页面:
## 自然语言处理：应用-情感分析-数据预处理
![image.png](attachment:27b1fb14-2d07-4ead-95e7-ac98afb8b65e.png)

In [1]:
# 情感分析-数据预处理
import os
import torch
from torch import nn
import dltools

In [None]:
# 读取数据集
def read_imdb(data_dir, is_train):
    """读取IMDb评论数据集文本序列和标签"""
    data, labels = [], []
    for label in ('pos', 'neg'):
        folder_name = os.path.join(data_dir, 'train' if is_train else 'test',label)
        for file in os.listdir(folder_name):
            with open(os.path.join(folder_name, file), 'rb') as f:
                review = f.read().decode('utf-8').replace('\n', '')
                data.append(review)
                labels.append(1 if label == 'pos' else 0)
    return data, labels

data_dir="E:/data/aclImdb/"
train_data = read_imdb(data_dir, is_train=True)
print('训练集数目：', len(train_data[0]))
for x, y in zip(train_data[0][:3], train_data[1][:3]):
    print('标签：', y, 'review:', x[0:60])

In [None]:
# 数据预处理
train_tokens = dltools.tokenize(train_data[0], token='word')
vocab = dltools.Vocab(train_tokens, min_freq=5, reserved_tokens=['<pad>'])

In [None]:
dltools.set_figsize()
dltools.plt.xlabel('# tokens per review')
dltools.plt.ylabel('count')

给定任务 1:
请从情感分析数据预处理这一页面中，把从“print('训练集数目：', len(train_data[0]))”开始、到“tokens per review')”为止（包括这部分文字）的内容一字不差地抄录下来。
页面与这些条目之间互不相关。

所给条目:
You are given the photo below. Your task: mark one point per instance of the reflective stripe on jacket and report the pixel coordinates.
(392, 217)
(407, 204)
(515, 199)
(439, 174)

给定任务 2:
把上面列出的全部条目逐字逐句重复一遍。

书面回答 1:
print('训练集数目：', len(train_data[0]))
for x, y in zip(train_data[0][:3], train_data[1][:3]):
    print('标签：', y, 'review:', x[0:60])

In [None]:
# 数据预处理
train_tokens = dltools.tokenize(train_data[0], token='word')
vocab = dltools.Vocab(train_tokens, min_freq=5, reserved_tokens=['<pad>'])

In [None]:
dltools.set_figsize()
dltools.plt.xlabel('# tokens per review')

书面回答 2:
You are given the photo below. Your task: mark one point per instance of the reflective stripe on jacket and report the pixel coordinates.
(392, 217)
(407, 204)
(515, 199)
(439, 174)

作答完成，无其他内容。